SOURCE TEXT: Begin

Hundreds of youths pelted riot police with Molotov cocktails, bottles and chunks of marble yesterday as yet another Greek anti-austerity demonstration descended into violence.
Tens of thousands of people took to the street during the country’s second general strike in a month as workers across the country walked off the job to protest new austerity measures the government is negotiating with Greece’s international creditors.
The measures for 2013-2014, worth 13.5 billion euros (US$17.7 billion), aim to prevent the country from going bankrupt and potentially having to leave the 17-nation eurozone.
Riot police responded with volleys of tear gas and stun grenades in the capital’s Syntagma Square outside Parliament as protesters scattered during the clashes, which continued on and off for about an hour.
Four demonstrators were injured after being hit by police, volunteer paramedics said.
Hundreds of police had been deployed in the Greek capital ahead of the demonstration, as such protests often turn violent.

SOURCE TEXT: End
STUDY MATERIAL: Begin

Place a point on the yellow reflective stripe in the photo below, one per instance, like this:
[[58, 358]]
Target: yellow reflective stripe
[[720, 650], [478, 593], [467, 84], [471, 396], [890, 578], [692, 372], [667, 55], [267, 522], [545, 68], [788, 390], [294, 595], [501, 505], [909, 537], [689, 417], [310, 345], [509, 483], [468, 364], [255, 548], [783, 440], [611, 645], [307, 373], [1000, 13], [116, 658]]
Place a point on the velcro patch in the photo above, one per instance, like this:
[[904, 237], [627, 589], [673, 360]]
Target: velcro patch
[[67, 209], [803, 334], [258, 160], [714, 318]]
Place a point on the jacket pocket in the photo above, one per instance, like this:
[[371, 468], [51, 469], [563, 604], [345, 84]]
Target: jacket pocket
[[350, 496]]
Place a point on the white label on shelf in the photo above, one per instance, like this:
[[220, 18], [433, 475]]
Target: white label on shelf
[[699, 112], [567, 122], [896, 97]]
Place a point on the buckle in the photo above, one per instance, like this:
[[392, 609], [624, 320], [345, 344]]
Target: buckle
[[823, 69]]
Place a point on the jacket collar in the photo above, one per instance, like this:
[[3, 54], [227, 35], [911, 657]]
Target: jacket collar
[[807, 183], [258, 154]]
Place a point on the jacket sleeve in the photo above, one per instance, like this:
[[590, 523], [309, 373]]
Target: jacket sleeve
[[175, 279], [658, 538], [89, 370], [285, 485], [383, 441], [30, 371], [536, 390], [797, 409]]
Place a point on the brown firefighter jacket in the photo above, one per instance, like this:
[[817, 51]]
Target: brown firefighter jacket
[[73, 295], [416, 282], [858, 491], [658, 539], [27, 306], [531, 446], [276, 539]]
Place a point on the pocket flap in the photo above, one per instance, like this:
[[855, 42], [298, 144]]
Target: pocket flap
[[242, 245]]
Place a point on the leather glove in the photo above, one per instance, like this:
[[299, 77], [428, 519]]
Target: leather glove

STUDY MATERIAL: End

→ ACTIVITY A
Rewrite the paragraph beginning "Tens of thousands of people took to the street" from the article on the Greek protests in a shorter form, keeping its main facts.
→ ACTIVITY B
Extend the article on the Greek anti-austerity protests with a few more paragraphs, starting after its last sentence.
The material isn't needed here.

→ YOUR RESPONSE A
Tens of thousands marched in Greece's second general strike in a month, as workers nationwide stopped work to protest new austerity measures the government is negotiating with its international creditors.

→ YOUR RESPONSE B
However, a protest march by about 17,000 people in the northern city of Thessaloniki ended peacefully.
Yesterday’s strike was timed to coincide with an EU summit in Brussels later in the day, at which Greece’s economic fate will likely feature large.
The strike grounded flights, shut down public services, closed schools, hospitals and shops and hampered public transport in the capital. Taxi drivers joined in for nine hours, while a three-hour work stoppage by air traffic controllers led to flight cancellations. Islands were left cut off as ferries stayed in ports.
Athens has seen hundreds of anti-austerity protests over the past three years, since Greece revealed it had been misreporting its public finance figures. With confidence ravaged and austerity demanded, the country has sunk into a deep economic recession that has many of the same hallmarks of the Great Depression of the 1930s.
“We are sinking in a swamp of recession and it’s getting worse,” said Dimitris Asimakopoulos, head of the GSEVEE small business and industry association. “180,000 businesses are on the brink and 70,000 of them are expected to close in the next few months.”
Higher taxes expected to be levied in the new austerity program will destroy many of the struggling businesses that have managed to weather three years of the crisis so far, he said.
“In 2011, only 20 percent of businesses were profitable. So these new tax measures present small businesses with a choice: Dodge taxes or close your shop,” Asimakopoulos said.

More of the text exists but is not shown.